■ WHAT TO PRODUCE: Repeat every line of the data below word for word, without changing anything.

■ EXTRACTED MATERIAL:

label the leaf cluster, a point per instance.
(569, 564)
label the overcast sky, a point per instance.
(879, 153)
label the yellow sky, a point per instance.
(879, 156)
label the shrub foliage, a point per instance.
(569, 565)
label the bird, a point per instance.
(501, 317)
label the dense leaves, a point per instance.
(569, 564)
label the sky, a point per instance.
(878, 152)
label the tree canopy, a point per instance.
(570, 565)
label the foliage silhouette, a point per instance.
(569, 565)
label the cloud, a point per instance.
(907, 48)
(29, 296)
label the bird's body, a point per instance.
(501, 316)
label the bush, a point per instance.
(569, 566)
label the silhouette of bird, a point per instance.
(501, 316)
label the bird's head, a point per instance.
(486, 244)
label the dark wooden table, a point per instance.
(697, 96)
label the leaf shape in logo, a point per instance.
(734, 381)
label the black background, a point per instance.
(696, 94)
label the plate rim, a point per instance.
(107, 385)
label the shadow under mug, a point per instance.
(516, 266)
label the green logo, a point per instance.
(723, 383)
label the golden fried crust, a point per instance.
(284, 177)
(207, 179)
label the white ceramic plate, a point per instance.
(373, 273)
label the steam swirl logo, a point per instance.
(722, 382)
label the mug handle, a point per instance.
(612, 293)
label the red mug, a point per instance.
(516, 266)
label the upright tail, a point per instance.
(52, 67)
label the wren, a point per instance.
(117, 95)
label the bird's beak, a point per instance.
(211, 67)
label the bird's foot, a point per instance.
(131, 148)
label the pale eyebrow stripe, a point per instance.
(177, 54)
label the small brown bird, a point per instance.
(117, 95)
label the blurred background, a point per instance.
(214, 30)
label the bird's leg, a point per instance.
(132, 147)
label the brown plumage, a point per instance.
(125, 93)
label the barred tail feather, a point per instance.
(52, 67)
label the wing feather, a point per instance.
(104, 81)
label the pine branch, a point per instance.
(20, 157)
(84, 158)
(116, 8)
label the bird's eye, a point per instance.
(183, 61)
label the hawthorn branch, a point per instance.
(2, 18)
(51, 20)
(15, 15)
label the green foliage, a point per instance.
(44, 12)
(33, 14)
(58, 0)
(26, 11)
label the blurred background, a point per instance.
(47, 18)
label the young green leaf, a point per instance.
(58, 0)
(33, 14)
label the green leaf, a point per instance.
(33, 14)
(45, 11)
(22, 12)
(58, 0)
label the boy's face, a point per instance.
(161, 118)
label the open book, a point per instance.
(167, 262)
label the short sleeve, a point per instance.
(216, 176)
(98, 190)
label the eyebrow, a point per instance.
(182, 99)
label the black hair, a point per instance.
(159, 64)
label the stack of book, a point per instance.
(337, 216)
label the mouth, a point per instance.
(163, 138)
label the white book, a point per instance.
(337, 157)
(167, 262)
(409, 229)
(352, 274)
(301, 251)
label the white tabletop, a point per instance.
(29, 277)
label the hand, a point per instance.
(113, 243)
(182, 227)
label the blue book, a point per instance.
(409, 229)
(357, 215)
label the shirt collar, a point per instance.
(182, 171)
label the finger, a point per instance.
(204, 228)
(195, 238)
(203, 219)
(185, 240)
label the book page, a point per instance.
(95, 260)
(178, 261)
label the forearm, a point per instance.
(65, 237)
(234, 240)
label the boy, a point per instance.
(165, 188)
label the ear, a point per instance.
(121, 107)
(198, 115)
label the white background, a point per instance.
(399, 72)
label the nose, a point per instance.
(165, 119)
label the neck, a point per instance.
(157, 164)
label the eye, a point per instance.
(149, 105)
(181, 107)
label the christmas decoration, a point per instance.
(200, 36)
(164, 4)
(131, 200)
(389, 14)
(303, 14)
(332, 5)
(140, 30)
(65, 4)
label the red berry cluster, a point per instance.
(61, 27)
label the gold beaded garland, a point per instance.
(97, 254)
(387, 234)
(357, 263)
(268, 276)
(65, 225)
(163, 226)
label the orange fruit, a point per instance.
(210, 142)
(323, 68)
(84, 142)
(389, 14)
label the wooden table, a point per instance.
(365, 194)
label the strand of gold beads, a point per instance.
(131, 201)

■ RESPONSE TO THE TASK:
label the leaf cluster, a point per instance.
(569, 564)
label the overcast sky, a point per instance.
(879, 153)
label the yellow sky, a point per instance.
(879, 156)
label the shrub foliage, a point per instance.
(569, 565)
label the bird, a point per instance.
(501, 317)
label the dense leaves, a point per instance.
(569, 564)
label the sky, a point per instance.
(878, 152)
label the tree canopy, a point per instance.
(570, 565)
label the foliage silhouette, a point per instance.
(569, 565)
label the cloud, a point per instance.
(907, 48)
(29, 296)
label the bird's body, a point per instance.
(501, 316)
label the bush, a point per instance.
(569, 566)
label the silhouette of bird, a point per instance.
(501, 316)
label the bird's head, a point per instance.
(486, 244)
label the dark wooden table, a point per instance.
(697, 96)
label the leaf shape in logo, a point per instance.
(734, 381)
label the black background, a point per instance.
(696, 94)
label the plate rim, a point per instance.
(107, 385)
label the shadow under mug, a point per instance.
(516, 266)
label the green logo, a point per instance.
(723, 383)
label the golden fried crust, a point per instance.
(284, 177)
(207, 179)
label the white ceramic plate, a point per instance.
(373, 273)
label the steam swirl logo, a point per instance.
(722, 382)
label the mug handle, a point per instance.
(612, 293)
label the red mug, a point per instance.
(516, 266)
label the upright tail, a point per instance.
(52, 67)
label the wren, a point per instance.
(117, 95)
label the bird's beak, a point per instance.
(211, 67)
label the bird's foot, a point per instance.
(131, 148)
label the pale eyebrow stripe, a point per instance.
(177, 54)
label the small brown bird, a point per instance.
(117, 95)
label the blurred background, a point per instance.
(214, 30)
label the bird's leg, a point per instance.
(132, 147)
label the brown plumage, a point per instance.
(125, 93)
label the barred tail feather, a point per instance.
(52, 67)
label the wing feather, a point per instance.
(104, 81)
label the pine branch, a point per instance.
(20, 157)
(84, 158)
(116, 8)
label the bird's eye, a point per instance.
(183, 61)
label the hawthorn branch, a point per instance.
(2, 18)
(51, 20)
(15, 15)
label the green foliage, a point per instance.
(44, 12)
(33, 14)
(58, 0)
(26, 11)
label the blurred background, a point per instance.
(47, 18)
label the young green leaf, a point per instance.
(58, 0)
(33, 14)
label the green leaf, a point per instance.
(33, 14)
(45, 11)
(22, 12)
(58, 0)
label the boy's face, a point per instance.
(161, 118)
label the open book, a point per instance.
(167, 262)
label the short sleeve, a point per instance.
(216, 176)
(98, 190)
label the eyebrow, a point per instance.
(182, 99)
label the black hair, a point per instance.
(159, 64)
label the stack of book, a point per instance.
(337, 216)
label the mouth, a point per instance.
(163, 138)
label the white book, a point per instance.
(337, 157)
(167, 262)
(409, 229)
(352, 274)
(301, 251)
label the white tabletop, a point per instance.
(29, 277)
label the hand, a point per instance.
(113, 243)
(182, 227)
label the blue book, a point per instance.
(409, 229)
(357, 215)
label the shirt collar, a point per instance.
(182, 171)
label the finger, a point per instance.
(204, 228)
(195, 238)
(203, 219)
(185, 240)
label the book page, a point per instance.
(95, 260)
(178, 261)
label the forearm, a point per instance.
(65, 237)
(234, 240)
label the boy, a point per instance.
(165, 188)
label the ear, a point per instance.
(121, 107)
(198, 115)
label the white background, a point per instance.
(399, 72)
label the nose, a point per instance.
(165, 119)
label the neck, a point per instance.
(157, 164)
label the eye, a point per instance.
(149, 105)
(181, 107)
label the christmas decoration, a point per instance.
(200, 36)
(164, 4)
(131, 200)
(389, 14)
(303, 14)
(332, 5)
(140, 30)
(65, 4)
label the red berry cluster, a point per instance.
(61, 27)
label the gold beaded garland, a point per instance.
(97, 254)
(387, 234)
(357, 263)
(268, 276)
(65, 225)
(163, 226)
label the orange fruit, a point per instance.
(210, 142)
(323, 68)
(84, 142)
(389, 14)
label the wooden table, a point per instance.
(365, 194)
label the strand of gold beads, a point per instance.
(131, 201)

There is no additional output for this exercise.